__Given text__:
------------------------

Data nodes

Index

Mill.AbstractBagNode
Mill.AbstractNode
Mill.AbstractProductNode
Mill.ArrayNode
Mill.ArrayNode
Mill.BagNode
Mill.BagNode
Mill.LazyNode
Mill.LazyNode
Mill.ProductNode
Mill.ProductNode
Mill.WeightedBagNode
Mill.WeightedBagNode
Mill.catobs
Mill.data
Mill.dropmeta
Mill.mapdata
Mill.metadata
Mill.removeinstances
Mill.subset
Mill.unpack2mill

API

Mill.AbstractNode — Type

AbstractNode

Supertype for any structure representing a data node.

Mill.AbstractProductNode — Type

AbstractProductNode <: AbstractNode

Supertype for any structure representing a data node implementing a Cartesian product of data in subtrees.

Mill.AbstractBagNode — Type

AbstractBagNode <: AbstractNode

Supertype for any data node structure representing a multi-instance learning problem.

------------------------

__Listed entries__:
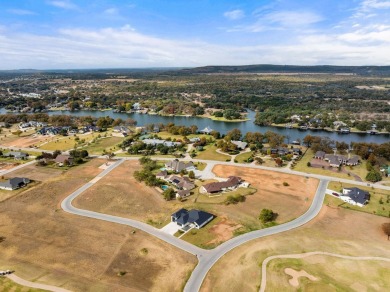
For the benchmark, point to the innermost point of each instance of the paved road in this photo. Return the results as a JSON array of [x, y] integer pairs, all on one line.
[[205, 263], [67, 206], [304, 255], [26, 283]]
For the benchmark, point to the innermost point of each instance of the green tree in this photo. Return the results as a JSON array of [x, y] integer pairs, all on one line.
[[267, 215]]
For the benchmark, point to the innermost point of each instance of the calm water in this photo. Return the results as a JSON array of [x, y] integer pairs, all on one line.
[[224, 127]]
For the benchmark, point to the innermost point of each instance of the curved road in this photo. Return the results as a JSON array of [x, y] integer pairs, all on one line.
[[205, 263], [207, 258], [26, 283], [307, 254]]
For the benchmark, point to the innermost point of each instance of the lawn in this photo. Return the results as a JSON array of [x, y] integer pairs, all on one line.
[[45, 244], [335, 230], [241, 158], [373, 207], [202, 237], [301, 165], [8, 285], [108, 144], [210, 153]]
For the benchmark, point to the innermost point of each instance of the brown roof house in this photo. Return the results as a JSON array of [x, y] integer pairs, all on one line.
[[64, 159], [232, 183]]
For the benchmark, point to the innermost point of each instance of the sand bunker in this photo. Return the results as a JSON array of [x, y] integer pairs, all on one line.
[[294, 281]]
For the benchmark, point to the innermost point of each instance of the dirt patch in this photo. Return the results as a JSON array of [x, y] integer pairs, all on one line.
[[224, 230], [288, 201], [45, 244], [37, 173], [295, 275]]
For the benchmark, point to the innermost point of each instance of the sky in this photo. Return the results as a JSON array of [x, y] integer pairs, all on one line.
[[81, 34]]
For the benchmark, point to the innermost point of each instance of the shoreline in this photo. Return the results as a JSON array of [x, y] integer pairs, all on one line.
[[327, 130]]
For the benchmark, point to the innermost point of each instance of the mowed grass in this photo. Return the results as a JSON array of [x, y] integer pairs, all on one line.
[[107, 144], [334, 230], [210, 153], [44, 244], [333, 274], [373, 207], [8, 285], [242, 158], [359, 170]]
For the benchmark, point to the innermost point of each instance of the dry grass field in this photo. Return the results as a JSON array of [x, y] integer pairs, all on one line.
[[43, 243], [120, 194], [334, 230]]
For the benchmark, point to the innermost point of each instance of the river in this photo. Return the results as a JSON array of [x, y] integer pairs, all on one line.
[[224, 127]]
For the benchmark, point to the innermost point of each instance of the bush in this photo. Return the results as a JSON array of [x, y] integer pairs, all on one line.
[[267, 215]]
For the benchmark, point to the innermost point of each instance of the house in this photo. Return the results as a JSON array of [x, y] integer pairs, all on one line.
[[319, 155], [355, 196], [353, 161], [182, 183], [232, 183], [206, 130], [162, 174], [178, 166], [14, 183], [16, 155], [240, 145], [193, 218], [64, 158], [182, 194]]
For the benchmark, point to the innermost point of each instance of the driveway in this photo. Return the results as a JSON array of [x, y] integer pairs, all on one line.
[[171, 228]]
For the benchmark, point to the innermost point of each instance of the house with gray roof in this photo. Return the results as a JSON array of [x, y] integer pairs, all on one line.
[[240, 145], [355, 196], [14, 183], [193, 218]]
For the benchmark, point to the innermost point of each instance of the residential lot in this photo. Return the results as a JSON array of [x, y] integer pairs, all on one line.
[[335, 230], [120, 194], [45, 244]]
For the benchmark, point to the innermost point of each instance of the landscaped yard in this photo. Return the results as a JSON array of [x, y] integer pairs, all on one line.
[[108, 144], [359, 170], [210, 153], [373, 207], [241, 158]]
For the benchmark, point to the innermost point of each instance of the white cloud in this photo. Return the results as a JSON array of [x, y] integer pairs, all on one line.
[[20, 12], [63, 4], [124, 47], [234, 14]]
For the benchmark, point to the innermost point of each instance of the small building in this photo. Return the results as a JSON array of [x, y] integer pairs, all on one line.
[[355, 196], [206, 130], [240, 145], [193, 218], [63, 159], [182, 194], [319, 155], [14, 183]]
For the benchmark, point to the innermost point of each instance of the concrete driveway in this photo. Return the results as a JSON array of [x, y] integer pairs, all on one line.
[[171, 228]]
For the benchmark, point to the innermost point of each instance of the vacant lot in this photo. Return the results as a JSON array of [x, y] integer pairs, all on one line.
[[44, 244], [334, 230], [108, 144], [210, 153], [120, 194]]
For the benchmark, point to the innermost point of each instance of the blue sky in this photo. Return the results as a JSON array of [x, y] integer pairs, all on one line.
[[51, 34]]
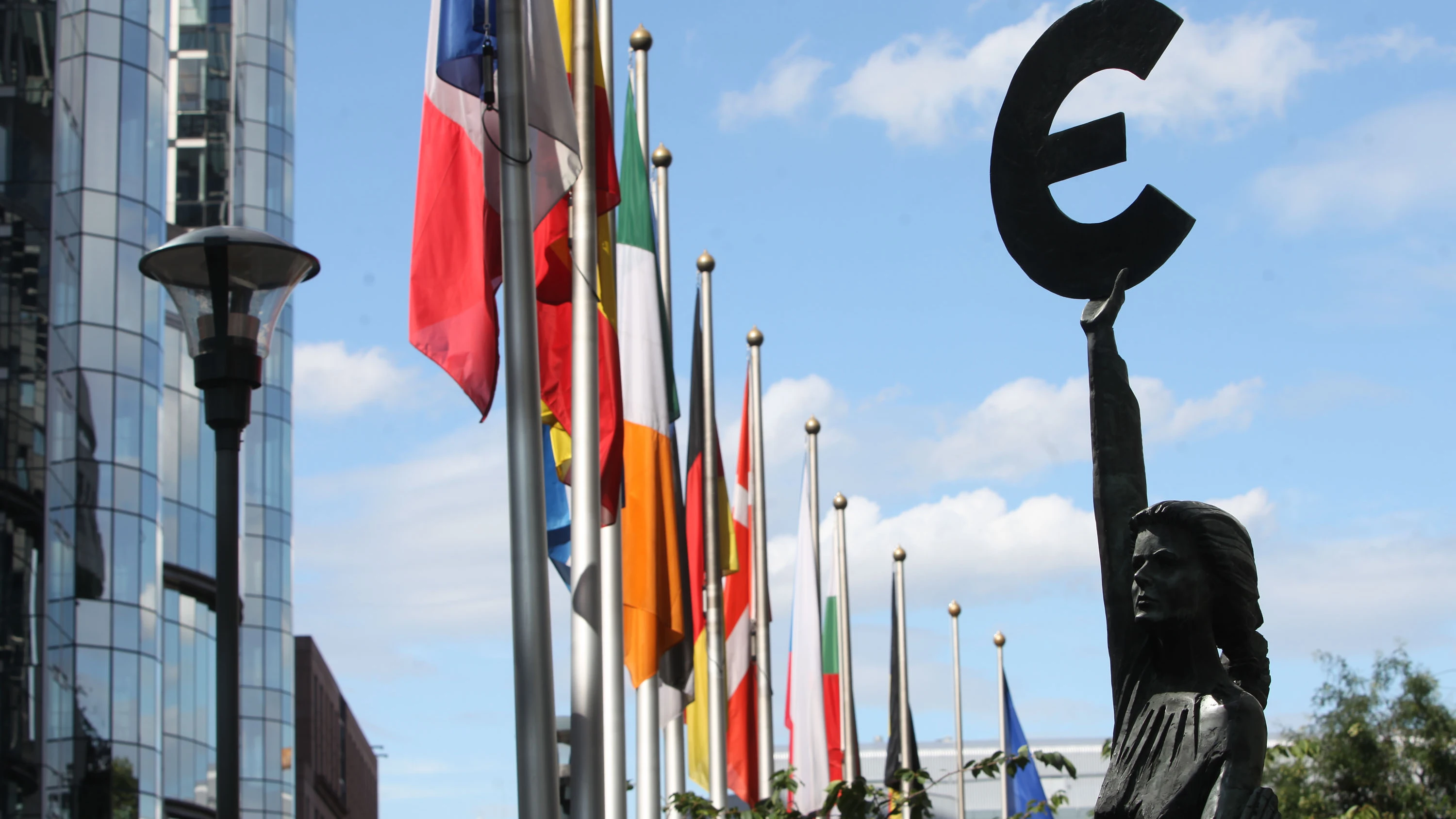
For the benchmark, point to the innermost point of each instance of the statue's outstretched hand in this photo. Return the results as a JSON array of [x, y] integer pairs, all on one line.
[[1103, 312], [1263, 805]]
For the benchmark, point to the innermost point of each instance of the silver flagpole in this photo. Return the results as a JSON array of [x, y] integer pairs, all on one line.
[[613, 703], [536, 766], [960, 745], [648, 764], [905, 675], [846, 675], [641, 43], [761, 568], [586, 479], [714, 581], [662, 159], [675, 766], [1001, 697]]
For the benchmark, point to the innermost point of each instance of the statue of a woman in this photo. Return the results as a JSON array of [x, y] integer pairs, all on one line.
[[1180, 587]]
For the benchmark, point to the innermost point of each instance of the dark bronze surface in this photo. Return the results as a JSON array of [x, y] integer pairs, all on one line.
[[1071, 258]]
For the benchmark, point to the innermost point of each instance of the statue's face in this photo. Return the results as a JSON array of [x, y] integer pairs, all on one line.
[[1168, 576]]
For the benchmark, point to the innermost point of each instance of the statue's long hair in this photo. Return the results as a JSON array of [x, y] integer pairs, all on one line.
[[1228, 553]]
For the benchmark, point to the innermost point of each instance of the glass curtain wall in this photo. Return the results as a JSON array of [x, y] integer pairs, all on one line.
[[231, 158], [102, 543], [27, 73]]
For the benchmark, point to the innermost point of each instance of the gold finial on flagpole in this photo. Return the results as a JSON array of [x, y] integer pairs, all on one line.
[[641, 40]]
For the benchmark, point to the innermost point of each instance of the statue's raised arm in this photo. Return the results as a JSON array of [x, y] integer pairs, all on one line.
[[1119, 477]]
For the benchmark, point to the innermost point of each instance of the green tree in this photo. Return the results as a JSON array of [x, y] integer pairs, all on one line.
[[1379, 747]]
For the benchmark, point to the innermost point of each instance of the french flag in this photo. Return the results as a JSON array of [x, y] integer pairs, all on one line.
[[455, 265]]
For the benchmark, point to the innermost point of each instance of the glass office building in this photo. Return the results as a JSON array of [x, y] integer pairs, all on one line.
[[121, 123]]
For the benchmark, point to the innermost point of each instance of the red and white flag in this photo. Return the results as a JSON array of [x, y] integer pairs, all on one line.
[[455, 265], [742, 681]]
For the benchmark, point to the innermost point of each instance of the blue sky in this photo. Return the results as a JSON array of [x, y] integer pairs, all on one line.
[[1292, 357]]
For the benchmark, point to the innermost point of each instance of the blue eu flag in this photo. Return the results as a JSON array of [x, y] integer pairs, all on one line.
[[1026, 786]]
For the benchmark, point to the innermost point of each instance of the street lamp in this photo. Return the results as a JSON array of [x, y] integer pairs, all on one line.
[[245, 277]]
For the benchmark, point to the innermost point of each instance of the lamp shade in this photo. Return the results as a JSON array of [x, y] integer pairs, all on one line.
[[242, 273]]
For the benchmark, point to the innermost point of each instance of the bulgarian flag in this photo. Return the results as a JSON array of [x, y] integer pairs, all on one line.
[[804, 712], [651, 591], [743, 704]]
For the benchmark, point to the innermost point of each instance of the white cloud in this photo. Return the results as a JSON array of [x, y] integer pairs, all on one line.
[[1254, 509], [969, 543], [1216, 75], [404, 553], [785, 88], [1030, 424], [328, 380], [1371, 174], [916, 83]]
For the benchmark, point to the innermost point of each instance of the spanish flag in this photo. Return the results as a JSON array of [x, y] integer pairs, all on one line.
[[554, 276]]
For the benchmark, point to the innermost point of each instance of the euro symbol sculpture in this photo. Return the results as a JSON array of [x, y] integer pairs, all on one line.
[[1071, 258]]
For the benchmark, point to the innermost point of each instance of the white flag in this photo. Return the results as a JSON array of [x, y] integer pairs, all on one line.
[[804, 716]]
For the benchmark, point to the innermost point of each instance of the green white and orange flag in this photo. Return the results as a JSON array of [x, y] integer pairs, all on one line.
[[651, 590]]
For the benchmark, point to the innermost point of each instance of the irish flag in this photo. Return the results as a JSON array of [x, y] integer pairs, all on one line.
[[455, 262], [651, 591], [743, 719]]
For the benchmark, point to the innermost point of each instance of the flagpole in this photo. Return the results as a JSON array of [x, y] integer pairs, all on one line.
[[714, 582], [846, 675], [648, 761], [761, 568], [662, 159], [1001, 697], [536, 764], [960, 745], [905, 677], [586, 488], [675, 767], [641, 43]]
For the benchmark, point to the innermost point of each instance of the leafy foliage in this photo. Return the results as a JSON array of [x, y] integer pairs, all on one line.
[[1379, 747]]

------------------------

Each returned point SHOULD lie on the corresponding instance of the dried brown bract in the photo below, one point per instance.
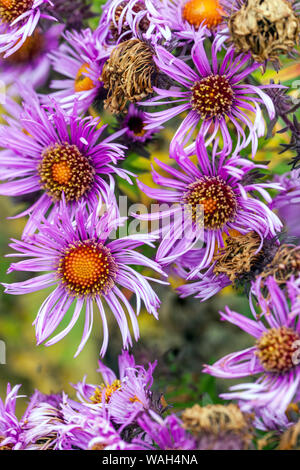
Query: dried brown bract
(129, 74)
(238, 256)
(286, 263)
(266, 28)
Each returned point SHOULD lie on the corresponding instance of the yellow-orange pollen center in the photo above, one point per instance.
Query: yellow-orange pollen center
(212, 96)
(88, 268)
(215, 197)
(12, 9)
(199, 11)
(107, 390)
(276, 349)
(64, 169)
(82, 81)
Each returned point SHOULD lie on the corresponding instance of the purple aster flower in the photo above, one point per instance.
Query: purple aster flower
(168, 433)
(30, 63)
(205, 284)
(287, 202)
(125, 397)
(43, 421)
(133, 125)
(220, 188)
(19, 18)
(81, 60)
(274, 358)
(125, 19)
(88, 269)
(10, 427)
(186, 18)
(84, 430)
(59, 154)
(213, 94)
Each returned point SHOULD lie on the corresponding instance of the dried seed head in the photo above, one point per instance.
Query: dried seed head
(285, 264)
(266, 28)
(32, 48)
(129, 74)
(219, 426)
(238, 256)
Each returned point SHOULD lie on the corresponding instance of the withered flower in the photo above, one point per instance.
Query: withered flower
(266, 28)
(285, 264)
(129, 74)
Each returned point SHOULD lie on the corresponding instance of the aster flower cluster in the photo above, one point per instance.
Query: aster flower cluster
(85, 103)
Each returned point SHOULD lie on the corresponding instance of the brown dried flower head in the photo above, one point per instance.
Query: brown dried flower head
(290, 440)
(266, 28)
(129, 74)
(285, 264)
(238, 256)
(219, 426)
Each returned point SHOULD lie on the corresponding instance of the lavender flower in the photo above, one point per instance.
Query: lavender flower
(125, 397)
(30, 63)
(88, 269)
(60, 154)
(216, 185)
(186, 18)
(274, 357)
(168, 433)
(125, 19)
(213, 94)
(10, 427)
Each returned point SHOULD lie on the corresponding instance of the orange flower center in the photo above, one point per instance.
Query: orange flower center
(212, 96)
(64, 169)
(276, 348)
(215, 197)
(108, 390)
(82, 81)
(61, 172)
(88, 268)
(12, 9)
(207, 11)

------------------------

In the Mill data nodes page, translate this sentence into Spanish: "Supertype for any data node structure representing a multi-instance learning problem."

Supertipo para cualquier estructura de nodo de datos que representa un problema de aprendizaje de múltiples instancias.